LATIHAN SINGKAT 1
Ulangi persis semua baris di bagian Baris untuk Tugas di bawah, tetapi jangan sertakan gambarnya.

TEKS YANG DIBERIKAN
==================================================

Sabtu, 19 Oktober 2013

KOLONIALISME DAN IMPERIALISME BARAT DI INDONESIA

BAB I 

   Perkembangan Kolonialisme Dan Imperalisme Barat
Di Indonesia
            STANDAR KOMPETENSI              :  2. Memahami proses kebangkitan nasional
            KOMPETISI DASAR                       :  2.1. Menjelaskan proses perkembangan kolonialisme dan
                                                                                imperalisme Barat, serta pengaruh yang ditimbulkannya
                                                                                di  berbagai daerah 
              INDIKATOR :
      o  Mengidentifikasi  kebijakan-kebijakan pemerintah kolonial di Indonesia
      o   Mengidentifikasi pengaruh yang ditimbulkan oleh kebijakan – kebijakan pemerintah kolonial di
                  berbagai daerah

A.     TERBENTUKNYA KEKUASAAN KOLONIAL BARAT DI INDONESIA

1.     Kedatangan Bangsa Eropa di Indonesia

      Hubungan perdagangan antara Asia – Eropa yang berlangsung selama berabad-abad mengalami gangguan dengan adanya Perang Salib ( 1096 – 1291 M ), puncaknya terjadi setelah kota Konstantinopel dikuasai oleh Turki Usmani tahun 1453 yang berakibat hubungan perdagangan tersebut terputus total. Akibatnya bangsa Eropa terpaksa mencari jalan sendiri menuju ke daerah penghasil rempah-rempah yaitu  Hindia  ( Indonesia ),  sehingga  dimulailah   
Jaman Penjelajahan Samudera”.
Faktor-faktor yang mendorong terjadinya penjelajahan Samudera antara lain :
1.      Reconguesta, yaitu semangat pembalasan bangsa Eropa terhadap kekuasaan Islam di manapun dijumpai, sebagai tindak lanjut dari Perang Salib.
2.      Gold, yaitu semangat untuk mencari kekayaan/emas.
3.      Glory, yaitu semangat memperoleh kejayaan negara atau daerah jajahan.

==================================================

BARIS UNTUK TUGAS
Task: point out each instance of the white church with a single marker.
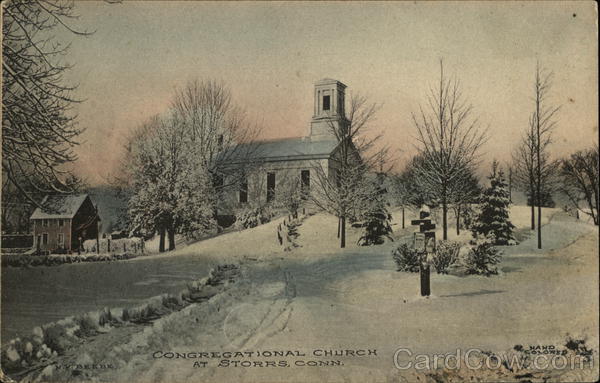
(299, 156)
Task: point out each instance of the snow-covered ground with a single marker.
(318, 297)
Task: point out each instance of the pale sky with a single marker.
(270, 55)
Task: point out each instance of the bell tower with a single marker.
(329, 113)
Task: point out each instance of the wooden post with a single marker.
(427, 235)
(343, 233)
(425, 283)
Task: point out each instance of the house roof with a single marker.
(59, 206)
(286, 149)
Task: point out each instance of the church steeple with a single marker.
(329, 109)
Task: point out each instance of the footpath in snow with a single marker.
(318, 305)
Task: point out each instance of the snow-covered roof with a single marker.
(286, 149)
(59, 206)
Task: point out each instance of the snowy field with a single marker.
(319, 297)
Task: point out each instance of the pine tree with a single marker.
(377, 218)
(493, 217)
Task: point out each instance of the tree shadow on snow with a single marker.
(474, 293)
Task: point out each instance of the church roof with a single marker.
(59, 206)
(286, 149)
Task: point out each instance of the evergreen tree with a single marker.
(545, 200)
(377, 217)
(493, 219)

==================================================

LATIHAN SINGKAT 2
Salin persis bagian teks tentang kolonialisme Barat di Indonesia, dari "Faktor-faktor yang mendorong" sampai "untuk mencari kekayaan/emas.".

JAWABAN BENAR 1
Task: point out each instance of the white church with a single marker.
(299, 156)
Task: point out each instance of the snow-covered ground with a single marker.
(318, 297)
Task: point out each instance of the pale sky with a single marker.
(270, 55)
Task: point out each instance of the bell tower with a single marker.
(329, 113)
Task: point out each instance of the wooden post with a single marker.
(427, 235)
(343, 233)
(425, 283)
Task: point out each instance of the house roof with a single marker.
(59, 206)
(286, 149)
Task: point out each instance of the church steeple with a single marker.
(329, 109)
Task: point out each instance of the footpath in snow with a single marker.
(318, 305)
Task: point out each instance of the snow-covered roof with a single marker.
(286, 149)
(59, 206)
Task: point out each instance of the snowy field with a single marker.
(319, 297)
Task: point out each instance of the pine tree with a single marker.
(377, 218)
(493, 217)
Task: point out each instance of the tree shadow on snow with a single marker.
(474, 293)
Task: point out each instance of the church roof with a single marker.
(59, 206)
(286, 149)
Task: point out each instance of the evergreen tree with a single marker.
(545, 200)
(377, 217)
(493, 219)

JAWABAN BENAR 2
Faktor-faktor yang mendorong terjadinya penjelajahan Samudera antara lain :
1.      Reconguesta, yaitu semangat pembalasan bangsa Eropa terhadap kekuasaan Islam di manapun dijumpai, sebagai tindak lanjut dari Perang Salib.
2.      Gold, yaitu semangat untuk mencari kekayaan/emas.